Start of AVAILABLE DATA

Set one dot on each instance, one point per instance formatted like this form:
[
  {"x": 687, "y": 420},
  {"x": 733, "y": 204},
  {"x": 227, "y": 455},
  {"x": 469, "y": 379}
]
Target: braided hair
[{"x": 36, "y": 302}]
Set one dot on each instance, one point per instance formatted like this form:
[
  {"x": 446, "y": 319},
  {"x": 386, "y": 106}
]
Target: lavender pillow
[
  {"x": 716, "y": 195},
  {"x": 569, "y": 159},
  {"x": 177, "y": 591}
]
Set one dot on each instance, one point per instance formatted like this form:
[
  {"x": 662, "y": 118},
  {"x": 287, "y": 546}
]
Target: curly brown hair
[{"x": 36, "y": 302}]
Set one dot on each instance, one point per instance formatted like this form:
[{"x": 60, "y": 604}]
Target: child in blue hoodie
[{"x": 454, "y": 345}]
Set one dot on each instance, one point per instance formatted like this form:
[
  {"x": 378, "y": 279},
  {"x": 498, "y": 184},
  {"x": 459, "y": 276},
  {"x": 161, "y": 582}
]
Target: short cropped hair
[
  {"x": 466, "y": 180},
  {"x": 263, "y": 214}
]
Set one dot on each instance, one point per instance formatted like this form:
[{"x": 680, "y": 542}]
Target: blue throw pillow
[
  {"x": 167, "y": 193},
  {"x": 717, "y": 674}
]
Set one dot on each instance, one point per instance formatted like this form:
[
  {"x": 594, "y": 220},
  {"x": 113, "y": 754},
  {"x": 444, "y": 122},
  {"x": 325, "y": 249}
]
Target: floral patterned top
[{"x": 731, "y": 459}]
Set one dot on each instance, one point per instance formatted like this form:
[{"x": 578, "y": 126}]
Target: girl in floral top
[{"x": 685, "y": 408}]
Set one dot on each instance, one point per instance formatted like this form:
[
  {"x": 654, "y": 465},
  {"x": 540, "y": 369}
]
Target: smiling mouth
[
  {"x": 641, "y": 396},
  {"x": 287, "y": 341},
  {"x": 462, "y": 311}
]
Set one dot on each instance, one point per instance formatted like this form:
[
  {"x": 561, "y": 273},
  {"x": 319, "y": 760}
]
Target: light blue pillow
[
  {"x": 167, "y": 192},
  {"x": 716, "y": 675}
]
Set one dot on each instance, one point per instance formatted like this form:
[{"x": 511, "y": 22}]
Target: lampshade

End of AVAILABLE DATA

Output the data in full, please, exactly as written.

Set one dot on each instance, one point per instance formatted like this form:
[
  {"x": 687, "y": 420},
  {"x": 733, "y": 204},
  {"x": 227, "y": 455},
  {"x": 469, "y": 379}
]
Target: braided hair
[{"x": 36, "y": 302}]
Set one dot on each instance, one point per instance formatted like this form:
[
  {"x": 446, "y": 319},
  {"x": 386, "y": 106}
]
Target: lavender pillow
[
  {"x": 716, "y": 195},
  {"x": 569, "y": 159},
  {"x": 177, "y": 591}
]
Set one dot on each instance, one point per instance formatted like this form:
[
  {"x": 662, "y": 118},
  {"x": 287, "y": 546}
]
Target: curly brown hair
[{"x": 36, "y": 302}]
Set one dot on each instance, one point per instance formatted like this form:
[{"x": 60, "y": 604}]
Target: child in blue hoodie
[{"x": 454, "y": 345}]
Set one dot on each instance, one point per instance formatted like this form:
[
  {"x": 378, "y": 279},
  {"x": 498, "y": 184},
  {"x": 459, "y": 276},
  {"x": 161, "y": 582}
]
Target: short cropped hair
[
  {"x": 466, "y": 180},
  {"x": 263, "y": 214}
]
Set one dot on each instance, one point per instance formatted like this form:
[{"x": 680, "y": 542}]
Target: blue throw pillow
[
  {"x": 167, "y": 193},
  {"x": 717, "y": 674}
]
Set one dot on each instance, one point per instance formatted like this form:
[
  {"x": 594, "y": 220},
  {"x": 113, "y": 754},
  {"x": 444, "y": 122},
  {"x": 325, "y": 249}
]
Target: floral patterned top
[{"x": 731, "y": 459}]
Set one dot on each instance, one point per instance formatted like this form:
[{"x": 578, "y": 126}]
Target: girl in floral top
[{"x": 685, "y": 408}]
Set one dot on each instance, one point per instance formatted like this form:
[
  {"x": 654, "y": 465},
  {"x": 540, "y": 369}
]
Target: smiling mouth
[
  {"x": 641, "y": 396},
  {"x": 287, "y": 341},
  {"x": 462, "y": 311}
]
Set one dot on each instance, one point per instance formatted like this form:
[
  {"x": 561, "y": 273},
  {"x": 319, "y": 760}
]
Target: light blue pillow
[
  {"x": 167, "y": 192},
  {"x": 716, "y": 675}
]
Set one dot on each instance, one point per instance formatted like this form:
[{"x": 511, "y": 22}]
Target: lampshade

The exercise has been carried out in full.